§ **Page excerpt**
This is not the first time I’ve given the beautiful Peter Darbyshire a shoutout on TwB, and likely not the last. In his recent newsletter he mentioned a book that called to me immediately and which I read posthaste, titled The Happiness Advantage by Shawn Achor.

Honestly I usually avoid such books like the plague, so to speak. I don’t enjoy the simplifications that business-y self-help books about golden unicorns usually offer. So I’m not sure what called me to this book by an author famous for TedTalks and meeting Oprah. I’m on the side of the worker, for one thing, being one and all that, and most of these books are geared toward managers/leaders. Anyway, obviously, it was reading Peter’s newsletter that sold me.

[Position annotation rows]
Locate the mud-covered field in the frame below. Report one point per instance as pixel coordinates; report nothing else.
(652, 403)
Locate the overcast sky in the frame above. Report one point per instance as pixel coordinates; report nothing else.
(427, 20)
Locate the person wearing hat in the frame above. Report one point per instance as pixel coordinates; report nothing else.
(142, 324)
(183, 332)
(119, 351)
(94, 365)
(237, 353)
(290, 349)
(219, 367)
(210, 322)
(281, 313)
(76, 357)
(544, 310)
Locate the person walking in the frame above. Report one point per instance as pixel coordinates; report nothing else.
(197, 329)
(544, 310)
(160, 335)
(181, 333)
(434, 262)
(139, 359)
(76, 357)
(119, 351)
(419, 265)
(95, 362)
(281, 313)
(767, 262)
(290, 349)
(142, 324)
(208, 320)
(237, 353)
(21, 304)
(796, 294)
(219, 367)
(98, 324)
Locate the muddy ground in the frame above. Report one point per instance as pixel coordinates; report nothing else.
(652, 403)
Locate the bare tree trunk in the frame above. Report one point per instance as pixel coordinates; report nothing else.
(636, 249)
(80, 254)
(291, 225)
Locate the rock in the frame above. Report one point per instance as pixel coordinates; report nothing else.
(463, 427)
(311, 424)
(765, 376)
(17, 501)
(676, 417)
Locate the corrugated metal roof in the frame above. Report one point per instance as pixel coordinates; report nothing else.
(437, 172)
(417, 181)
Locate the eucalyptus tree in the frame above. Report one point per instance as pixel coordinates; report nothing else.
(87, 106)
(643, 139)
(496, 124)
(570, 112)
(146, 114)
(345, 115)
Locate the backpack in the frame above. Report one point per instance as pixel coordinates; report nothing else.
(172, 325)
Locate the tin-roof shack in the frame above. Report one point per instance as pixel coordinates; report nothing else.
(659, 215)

§ **List of tasks**
- 1) Reproduce, word for word, the stretch of the blog post excerpt above from "This is not" through "that sold me.".
- 2) According to the blog post excerpt above, who wrote The Happiness Advantage?

§ **Answers**
- 1)
This is not the first time I’ve given the beautiful Peter Darbyshire a shoutout on TwB, and likely not the last. In his recent newsletter he mentioned a book that called to me immediately and which I read posthaste, titled The Happiness Advantage by Shawn Achor.

Honestly I usually avoid such books like the plague, so to speak. I don’t enjoy the simplifications that business-y self-help books about golden unicorns usually offer. So I’m not sure what called me to this book by an author famous for TedTalks and meeting Oprah. I’m on the side of the worker, for one thing, being one and all that, and most of these books are geared toward managers/leaders. Anyway, obviously, it was reading Peter’s newsletter that sold me.

- 2) Shawn Achor